AIM
Render every line of the entries below as a Markdown table with the columns Row and Line, omitting blank lines.

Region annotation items
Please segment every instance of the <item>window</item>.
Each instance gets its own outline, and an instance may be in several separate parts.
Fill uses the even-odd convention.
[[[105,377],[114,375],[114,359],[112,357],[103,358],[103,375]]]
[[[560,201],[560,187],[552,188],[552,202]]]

PROBLEM SOLUTION
| Row | Line |
|---|---|
| 1 | Please segment every instance of the <item>window</item>. |
| 2 | Each instance gets its own outline, and an instance may be in several separate parts. |
| 3 | Fill uses the even-odd convention. |
| 4 | [[[105,377],[114,375],[114,359],[112,357],[103,358],[103,375]]] |
| 5 | [[[560,201],[560,187],[552,188],[552,202]]] |